> **Trecho fornecido**
>>>>>

A evolução da ciência e da tecnologia nas últimas décadas não deixou de lado os esportes. A prática de diversas modalidades vem sendo alterada em razão de novos estudos e pesquisas. E ajuda a explicar como atletas mais velhos desempenham agora uma performance que não seria possível em gerações anteriores.

Diante deste desenvolvimento, os “trintões” dominam diversas modalidades. No tênis, a hegemonia é ainda mais impressionante, com cinco deles entre os dez melhores da atualidade. Não por acaso o suíço Roger Federer, de 36 anos, e o espanhol Rafael Nadal, de 31, são os grandes favoritos ao título do US Open, que terá início nesta segunda-feira, em Nova York.

Para tentar entender esta mudança de realidade no tênis, a reportagem do Estado conversou com o norte-americano Mark Kovacs, um dos maiores fisiologistas de tênis do mundo. O PhD se tornou referência por aliar bem a pesquisa científica com a prática dentro de quadra. É autor de diversos livros e estudos na academia e fundador da International Tennis Performance Association (ITPA), que promove congressos anuais para discutir o esporte.

Ao mesmo tempo, atuou com tenistas como John Isner, ex-Top 10, e vem fazendo trabalho com o também americano Frances Tiafoe, uma das promessas do circuito – Tiafoe, por sinal, será o adversário de estreia de Federer no US Open.

Kovacs prevê mudanças ainda maiores na preparação física e na prática do tênis, devido aos novos estudos. E diz que a parada que Federer e Nadal fizeram no circuito no ano passado, para voltarem melhores neste ano, deve se tornar regra entre os tenistas mais velhos, como acontece agora com o sérvio Novak Djokovic e o suíço Stan Wawrinka – machucados, eles só voltarão às competições em 2018.

Confira abaixo os principais trechos da entrevista concedida por telefone, de Atlanta, onde mora o especialista:

Há muita diferença entre a preparação física da geração de Federer/Nadal em comparação aos anos de Agassi/Sampras?

<<<<<

> **Dados fornecidos**

>>>>>

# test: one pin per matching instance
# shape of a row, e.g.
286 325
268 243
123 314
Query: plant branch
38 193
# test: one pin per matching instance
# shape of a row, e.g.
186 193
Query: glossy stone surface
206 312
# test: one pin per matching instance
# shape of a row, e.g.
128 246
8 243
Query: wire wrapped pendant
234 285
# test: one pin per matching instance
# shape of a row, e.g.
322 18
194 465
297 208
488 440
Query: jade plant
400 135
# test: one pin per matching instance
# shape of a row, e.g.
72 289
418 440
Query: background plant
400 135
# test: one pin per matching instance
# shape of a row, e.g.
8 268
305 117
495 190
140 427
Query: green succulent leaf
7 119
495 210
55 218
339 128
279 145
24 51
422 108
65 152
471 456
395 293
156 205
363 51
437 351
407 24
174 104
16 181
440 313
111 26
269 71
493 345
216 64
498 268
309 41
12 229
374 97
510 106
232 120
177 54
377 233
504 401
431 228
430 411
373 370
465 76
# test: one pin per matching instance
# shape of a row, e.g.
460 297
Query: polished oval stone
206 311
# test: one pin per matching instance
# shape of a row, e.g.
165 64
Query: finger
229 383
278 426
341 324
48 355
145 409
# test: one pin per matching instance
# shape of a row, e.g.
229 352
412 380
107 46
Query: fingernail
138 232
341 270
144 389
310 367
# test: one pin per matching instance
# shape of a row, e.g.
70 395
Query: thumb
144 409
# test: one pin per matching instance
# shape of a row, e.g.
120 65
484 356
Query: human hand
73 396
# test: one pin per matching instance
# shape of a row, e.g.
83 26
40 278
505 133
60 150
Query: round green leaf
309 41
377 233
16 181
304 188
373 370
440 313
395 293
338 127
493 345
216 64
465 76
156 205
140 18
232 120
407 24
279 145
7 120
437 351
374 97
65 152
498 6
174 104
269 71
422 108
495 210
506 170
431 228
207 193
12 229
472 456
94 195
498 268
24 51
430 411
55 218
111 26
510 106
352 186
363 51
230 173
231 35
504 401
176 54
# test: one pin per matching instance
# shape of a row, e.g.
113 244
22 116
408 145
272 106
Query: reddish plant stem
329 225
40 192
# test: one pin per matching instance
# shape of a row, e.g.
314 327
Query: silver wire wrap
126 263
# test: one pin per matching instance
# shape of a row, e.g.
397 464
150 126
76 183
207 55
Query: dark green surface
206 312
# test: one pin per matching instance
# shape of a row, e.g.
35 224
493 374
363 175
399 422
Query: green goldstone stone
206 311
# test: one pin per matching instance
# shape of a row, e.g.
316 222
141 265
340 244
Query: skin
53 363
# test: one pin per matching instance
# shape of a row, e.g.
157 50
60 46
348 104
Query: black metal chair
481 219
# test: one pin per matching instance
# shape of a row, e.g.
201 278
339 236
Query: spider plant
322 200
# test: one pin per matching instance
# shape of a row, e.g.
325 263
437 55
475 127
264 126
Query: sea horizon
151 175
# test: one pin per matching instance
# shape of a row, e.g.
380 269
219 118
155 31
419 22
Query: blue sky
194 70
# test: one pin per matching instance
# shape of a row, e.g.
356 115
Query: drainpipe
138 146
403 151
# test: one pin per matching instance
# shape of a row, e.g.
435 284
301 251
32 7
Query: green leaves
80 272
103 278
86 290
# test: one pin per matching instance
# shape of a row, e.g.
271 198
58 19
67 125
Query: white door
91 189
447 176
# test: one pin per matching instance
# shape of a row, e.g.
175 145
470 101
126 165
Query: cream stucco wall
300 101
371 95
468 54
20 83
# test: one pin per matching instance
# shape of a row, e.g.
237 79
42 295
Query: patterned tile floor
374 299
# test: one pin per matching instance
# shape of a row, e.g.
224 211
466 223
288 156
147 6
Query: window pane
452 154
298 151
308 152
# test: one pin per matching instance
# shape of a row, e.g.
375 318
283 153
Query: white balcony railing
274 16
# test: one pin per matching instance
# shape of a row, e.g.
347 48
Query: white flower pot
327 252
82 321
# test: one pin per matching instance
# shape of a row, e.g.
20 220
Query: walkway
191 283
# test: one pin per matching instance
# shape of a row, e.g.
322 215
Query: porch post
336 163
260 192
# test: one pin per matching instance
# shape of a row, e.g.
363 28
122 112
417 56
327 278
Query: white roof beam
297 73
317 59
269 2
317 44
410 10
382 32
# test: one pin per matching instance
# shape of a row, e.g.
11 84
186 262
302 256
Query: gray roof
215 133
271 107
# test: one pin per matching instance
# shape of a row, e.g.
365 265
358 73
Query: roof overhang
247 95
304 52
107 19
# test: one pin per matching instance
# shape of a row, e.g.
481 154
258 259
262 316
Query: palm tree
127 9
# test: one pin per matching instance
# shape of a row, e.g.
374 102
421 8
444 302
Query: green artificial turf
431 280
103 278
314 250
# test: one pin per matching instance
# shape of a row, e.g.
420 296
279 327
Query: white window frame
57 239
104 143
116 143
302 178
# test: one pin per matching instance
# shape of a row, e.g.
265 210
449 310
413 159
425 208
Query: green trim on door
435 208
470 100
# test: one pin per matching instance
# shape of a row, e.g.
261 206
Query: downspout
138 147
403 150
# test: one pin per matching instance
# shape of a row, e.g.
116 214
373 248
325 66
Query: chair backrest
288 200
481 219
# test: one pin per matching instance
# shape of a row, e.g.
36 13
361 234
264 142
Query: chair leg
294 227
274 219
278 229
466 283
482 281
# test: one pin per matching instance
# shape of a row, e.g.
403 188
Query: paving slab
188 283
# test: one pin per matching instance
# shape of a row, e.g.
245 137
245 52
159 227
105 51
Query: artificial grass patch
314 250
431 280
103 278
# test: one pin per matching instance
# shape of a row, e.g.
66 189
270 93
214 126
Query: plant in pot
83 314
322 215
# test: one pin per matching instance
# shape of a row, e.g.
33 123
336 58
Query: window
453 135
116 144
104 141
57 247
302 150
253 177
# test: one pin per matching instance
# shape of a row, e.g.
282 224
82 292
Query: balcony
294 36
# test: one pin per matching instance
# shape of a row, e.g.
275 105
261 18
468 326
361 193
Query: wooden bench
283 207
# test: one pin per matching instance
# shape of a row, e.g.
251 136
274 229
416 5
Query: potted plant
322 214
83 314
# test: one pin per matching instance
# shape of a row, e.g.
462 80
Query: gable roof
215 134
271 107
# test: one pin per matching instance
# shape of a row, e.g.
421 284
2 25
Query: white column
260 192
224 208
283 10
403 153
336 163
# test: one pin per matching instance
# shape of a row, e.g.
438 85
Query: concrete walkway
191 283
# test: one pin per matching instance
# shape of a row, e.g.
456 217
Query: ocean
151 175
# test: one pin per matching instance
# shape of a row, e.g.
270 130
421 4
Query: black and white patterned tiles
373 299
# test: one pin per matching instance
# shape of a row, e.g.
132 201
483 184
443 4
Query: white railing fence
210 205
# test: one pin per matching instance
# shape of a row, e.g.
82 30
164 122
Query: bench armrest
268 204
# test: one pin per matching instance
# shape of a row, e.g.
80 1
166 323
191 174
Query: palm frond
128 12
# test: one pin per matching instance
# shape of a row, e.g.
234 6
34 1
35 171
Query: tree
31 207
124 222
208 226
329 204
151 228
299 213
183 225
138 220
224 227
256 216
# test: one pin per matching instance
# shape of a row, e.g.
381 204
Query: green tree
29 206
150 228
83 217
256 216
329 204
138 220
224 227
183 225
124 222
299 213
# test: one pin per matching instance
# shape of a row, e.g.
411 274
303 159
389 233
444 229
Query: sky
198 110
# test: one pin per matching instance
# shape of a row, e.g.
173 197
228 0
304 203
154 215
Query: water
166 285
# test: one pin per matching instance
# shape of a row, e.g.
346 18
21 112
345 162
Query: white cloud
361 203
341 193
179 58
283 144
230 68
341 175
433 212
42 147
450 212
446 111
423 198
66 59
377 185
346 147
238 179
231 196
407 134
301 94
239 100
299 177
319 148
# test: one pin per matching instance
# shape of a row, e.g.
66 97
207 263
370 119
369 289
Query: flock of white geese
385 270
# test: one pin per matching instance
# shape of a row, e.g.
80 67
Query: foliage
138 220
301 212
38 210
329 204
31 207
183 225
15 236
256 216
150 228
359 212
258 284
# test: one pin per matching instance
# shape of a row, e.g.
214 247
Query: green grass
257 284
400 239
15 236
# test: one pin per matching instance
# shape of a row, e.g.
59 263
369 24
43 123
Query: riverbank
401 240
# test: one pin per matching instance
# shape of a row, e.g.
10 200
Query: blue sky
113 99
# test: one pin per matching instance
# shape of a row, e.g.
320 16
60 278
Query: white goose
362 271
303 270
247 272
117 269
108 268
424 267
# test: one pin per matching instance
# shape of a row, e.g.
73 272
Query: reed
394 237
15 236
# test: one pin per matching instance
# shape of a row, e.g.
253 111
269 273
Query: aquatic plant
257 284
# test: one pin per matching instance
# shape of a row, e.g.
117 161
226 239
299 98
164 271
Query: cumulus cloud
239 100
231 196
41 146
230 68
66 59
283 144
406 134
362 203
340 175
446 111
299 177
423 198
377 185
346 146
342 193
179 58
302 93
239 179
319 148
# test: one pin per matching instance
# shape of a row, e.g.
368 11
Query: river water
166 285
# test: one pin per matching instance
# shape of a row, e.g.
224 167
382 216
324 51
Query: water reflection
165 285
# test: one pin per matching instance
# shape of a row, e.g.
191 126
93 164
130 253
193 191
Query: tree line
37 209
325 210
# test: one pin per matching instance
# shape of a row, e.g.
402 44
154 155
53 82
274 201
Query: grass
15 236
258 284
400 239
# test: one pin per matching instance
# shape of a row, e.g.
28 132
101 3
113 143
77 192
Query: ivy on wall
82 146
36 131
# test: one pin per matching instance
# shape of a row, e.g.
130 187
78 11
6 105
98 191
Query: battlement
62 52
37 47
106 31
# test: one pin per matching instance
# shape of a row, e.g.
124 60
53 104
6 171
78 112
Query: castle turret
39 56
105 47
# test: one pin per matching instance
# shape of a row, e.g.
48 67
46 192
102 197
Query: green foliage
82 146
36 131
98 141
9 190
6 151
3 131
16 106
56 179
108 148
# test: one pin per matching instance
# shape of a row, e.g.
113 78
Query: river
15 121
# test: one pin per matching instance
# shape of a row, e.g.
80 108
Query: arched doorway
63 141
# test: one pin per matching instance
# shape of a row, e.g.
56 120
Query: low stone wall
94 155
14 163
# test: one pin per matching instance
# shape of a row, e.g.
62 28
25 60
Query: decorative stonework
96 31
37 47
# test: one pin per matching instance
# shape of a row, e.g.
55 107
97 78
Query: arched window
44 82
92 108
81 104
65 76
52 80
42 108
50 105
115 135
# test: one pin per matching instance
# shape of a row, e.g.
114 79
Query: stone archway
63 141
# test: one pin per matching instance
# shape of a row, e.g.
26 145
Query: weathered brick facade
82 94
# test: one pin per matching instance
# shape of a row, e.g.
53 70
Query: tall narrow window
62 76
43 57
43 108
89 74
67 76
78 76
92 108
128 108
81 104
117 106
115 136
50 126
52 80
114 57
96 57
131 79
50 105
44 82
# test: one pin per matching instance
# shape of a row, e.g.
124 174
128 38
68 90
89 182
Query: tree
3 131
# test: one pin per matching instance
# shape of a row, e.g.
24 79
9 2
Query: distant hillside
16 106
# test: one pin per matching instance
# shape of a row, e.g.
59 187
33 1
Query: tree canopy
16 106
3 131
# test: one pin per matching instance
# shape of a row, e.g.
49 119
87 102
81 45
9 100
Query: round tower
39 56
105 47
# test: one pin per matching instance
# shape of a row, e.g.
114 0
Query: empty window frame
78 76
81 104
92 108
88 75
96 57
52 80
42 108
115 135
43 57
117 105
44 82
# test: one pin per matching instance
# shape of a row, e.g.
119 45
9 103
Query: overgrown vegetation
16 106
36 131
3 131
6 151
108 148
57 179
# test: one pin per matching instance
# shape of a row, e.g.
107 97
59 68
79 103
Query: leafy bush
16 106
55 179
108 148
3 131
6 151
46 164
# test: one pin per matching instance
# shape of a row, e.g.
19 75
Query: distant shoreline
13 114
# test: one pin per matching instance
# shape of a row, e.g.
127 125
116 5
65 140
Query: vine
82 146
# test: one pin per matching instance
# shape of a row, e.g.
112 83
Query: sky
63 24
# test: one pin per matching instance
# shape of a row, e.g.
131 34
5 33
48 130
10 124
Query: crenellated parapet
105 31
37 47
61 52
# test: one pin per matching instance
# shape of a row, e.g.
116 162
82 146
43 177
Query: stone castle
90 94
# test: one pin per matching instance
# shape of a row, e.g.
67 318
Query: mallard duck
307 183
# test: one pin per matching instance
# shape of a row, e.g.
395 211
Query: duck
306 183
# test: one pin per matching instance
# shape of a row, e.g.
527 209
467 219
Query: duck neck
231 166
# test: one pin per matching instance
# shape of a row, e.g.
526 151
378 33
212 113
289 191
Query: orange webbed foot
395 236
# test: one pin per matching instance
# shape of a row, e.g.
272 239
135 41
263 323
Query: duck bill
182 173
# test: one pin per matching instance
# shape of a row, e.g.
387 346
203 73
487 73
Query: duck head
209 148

<<<<<

> **O que fazer**
• 1. Segundo a reportagem sobre os tenistas mais velhos, quem vai enfrentar Federer na estreia do US Open?
• 2. Cite todos os tenistas mencionados na reportagem sobre os tenistas mais velhos.
• 3. Dê sequência à reportagem sobre os tenistas mais velhos a partir do ponto em que ela para.

> **Respostas das tarefas**
• 1. O americano Frances Tiafoe.

• 2. Roger Federer, Rafael Nadal, John Isner, Frances Tiafoe, Novak Djokovic, Stan Wawrinka, Agassi e Sampras.

• 3.
Sim, definitivamente. O foco na preparação física cresceu muito nesta geração mais recente. Contam com mais pessoas em suas equipes nas viagens, nos torneios. Os melhores tenistas tem um preparador físico, um fisioterapeuta e até um massoterapeuta. Às vezes, têm dois de cada no estafe. Quanto mais dinheiro há no esporte, mais acesso os tenistas têm a mais profissionais. Sabemos hoje como preparar de forma muito melhor os jogadores. Não fazemos mais os mesmos tipos de treinos que fazíamos há 20 anos. Estamos mais inteligentes e entendemos melhor como o corpo responde diante da fadiga, sabemos como treinar melhor o atleta sem desgastá-lo, sem aumentar o volume de trabalho.

Qual seria a maior diferença entre estas duas gerações na preparação física?

Há maior ênfase na força agora, em comparação a antes. Antes as bolas, as raquetes e as quadras eram diferentes, o jogo era mais lento. O jogo ficou mais físico, há muito mais ênfase na força e no treino de explosão.

Você conhece a preparação física dos tenistas do chamado Big 4?

Sim, mas não posso compartilhar porque é assunto privado. Em geral, o treino entre eles é diferente. Todos fazem trabalhos específicos para cada necessidade, com diferentes volumes de trabalho. O treino do Federer, por exemplo, é bem diferente do trabalho do Nadal. É baseado no estilo de jogo de cada um e em como cada um se desenvolveu no tênis.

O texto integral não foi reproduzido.